Items listed in a dataset

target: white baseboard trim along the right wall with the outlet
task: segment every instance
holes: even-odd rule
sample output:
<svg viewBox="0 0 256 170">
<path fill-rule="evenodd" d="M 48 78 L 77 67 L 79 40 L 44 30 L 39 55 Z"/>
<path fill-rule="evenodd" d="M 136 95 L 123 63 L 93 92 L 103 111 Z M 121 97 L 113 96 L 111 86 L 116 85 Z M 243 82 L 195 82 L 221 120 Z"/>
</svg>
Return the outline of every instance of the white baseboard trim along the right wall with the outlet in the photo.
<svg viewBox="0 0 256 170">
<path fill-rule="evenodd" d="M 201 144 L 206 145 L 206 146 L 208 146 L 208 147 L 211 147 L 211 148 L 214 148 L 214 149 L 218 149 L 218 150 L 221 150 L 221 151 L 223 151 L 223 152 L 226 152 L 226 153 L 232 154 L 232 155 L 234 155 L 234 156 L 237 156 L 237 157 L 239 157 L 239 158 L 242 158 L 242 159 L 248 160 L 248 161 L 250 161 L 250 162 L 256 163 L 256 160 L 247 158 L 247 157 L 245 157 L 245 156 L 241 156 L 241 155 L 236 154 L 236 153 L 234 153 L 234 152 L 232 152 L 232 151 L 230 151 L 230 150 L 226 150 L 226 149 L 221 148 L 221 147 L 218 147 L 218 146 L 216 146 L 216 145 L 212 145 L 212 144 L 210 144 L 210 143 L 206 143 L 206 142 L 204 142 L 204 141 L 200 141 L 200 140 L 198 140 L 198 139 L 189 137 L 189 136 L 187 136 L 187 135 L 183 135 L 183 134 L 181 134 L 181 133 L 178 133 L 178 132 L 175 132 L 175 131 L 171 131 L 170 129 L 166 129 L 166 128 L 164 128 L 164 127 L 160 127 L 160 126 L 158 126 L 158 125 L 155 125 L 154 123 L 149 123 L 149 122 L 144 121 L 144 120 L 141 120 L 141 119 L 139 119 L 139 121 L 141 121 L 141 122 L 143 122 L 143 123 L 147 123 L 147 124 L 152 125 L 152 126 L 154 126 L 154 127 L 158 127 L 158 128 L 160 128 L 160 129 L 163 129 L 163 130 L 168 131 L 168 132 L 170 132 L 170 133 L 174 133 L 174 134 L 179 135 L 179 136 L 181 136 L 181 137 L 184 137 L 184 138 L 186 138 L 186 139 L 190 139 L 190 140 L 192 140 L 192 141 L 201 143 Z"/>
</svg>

INSTRUCTIONS FOR THE TASK: Your task is to copy every record exactly.

COMPLETED EXERCISE:
target: white baseboard trim along the right wall with the outlet
task: segment every instance
holes: even-odd rule
sample output:
<svg viewBox="0 0 256 170">
<path fill-rule="evenodd" d="M 48 78 L 77 67 L 79 40 L 44 30 L 39 55 Z"/>
<path fill-rule="evenodd" d="M 136 95 L 123 63 L 93 92 L 103 111 Z M 121 97 L 113 96 L 111 86 L 116 85 Z M 243 82 L 195 82 L 221 120 Z"/>
</svg>
Return the outline of every instance of the white baseboard trim along the right wall with the outlet in the photo.
<svg viewBox="0 0 256 170">
<path fill-rule="evenodd" d="M 201 144 L 206 145 L 206 146 L 208 146 L 208 147 L 211 147 L 211 148 L 214 148 L 214 149 L 218 149 L 218 150 L 221 150 L 221 151 L 223 151 L 223 152 L 226 152 L 226 153 L 232 154 L 232 155 L 234 155 L 234 156 L 237 156 L 237 157 L 239 157 L 239 158 L 242 158 L 242 159 L 248 160 L 248 161 L 250 161 L 250 162 L 256 163 L 256 160 L 247 158 L 247 157 L 245 157 L 245 156 L 241 156 L 241 155 L 236 154 L 236 153 L 234 153 L 234 152 L 232 152 L 232 151 L 230 151 L 230 150 L 226 150 L 226 149 L 221 148 L 221 147 L 218 147 L 218 146 L 216 146 L 216 145 L 212 145 L 212 144 L 210 144 L 210 143 L 206 143 L 206 142 L 204 142 L 204 141 L 200 141 L 200 140 L 198 140 L 198 139 L 189 137 L 189 136 L 187 136 L 187 135 L 183 135 L 183 134 L 181 134 L 181 133 L 178 133 L 178 132 L 175 132 L 175 131 L 171 131 L 170 129 L 166 129 L 166 128 L 164 128 L 164 127 L 160 127 L 160 126 L 158 126 L 158 125 L 155 125 L 154 123 L 149 123 L 149 122 L 144 121 L 144 120 L 141 120 L 141 119 L 139 119 L 139 121 L 141 121 L 141 122 L 143 122 L 143 123 L 147 123 L 147 124 L 152 125 L 152 126 L 154 126 L 154 127 L 158 127 L 158 128 L 160 128 L 160 129 L 163 129 L 163 130 L 168 131 L 168 132 L 170 132 L 170 133 L 174 133 L 174 134 L 179 135 L 179 136 L 181 136 L 181 137 L 184 137 L 184 138 L 186 138 L 186 139 L 190 139 L 190 140 L 192 140 L 192 141 L 201 143 Z"/>
</svg>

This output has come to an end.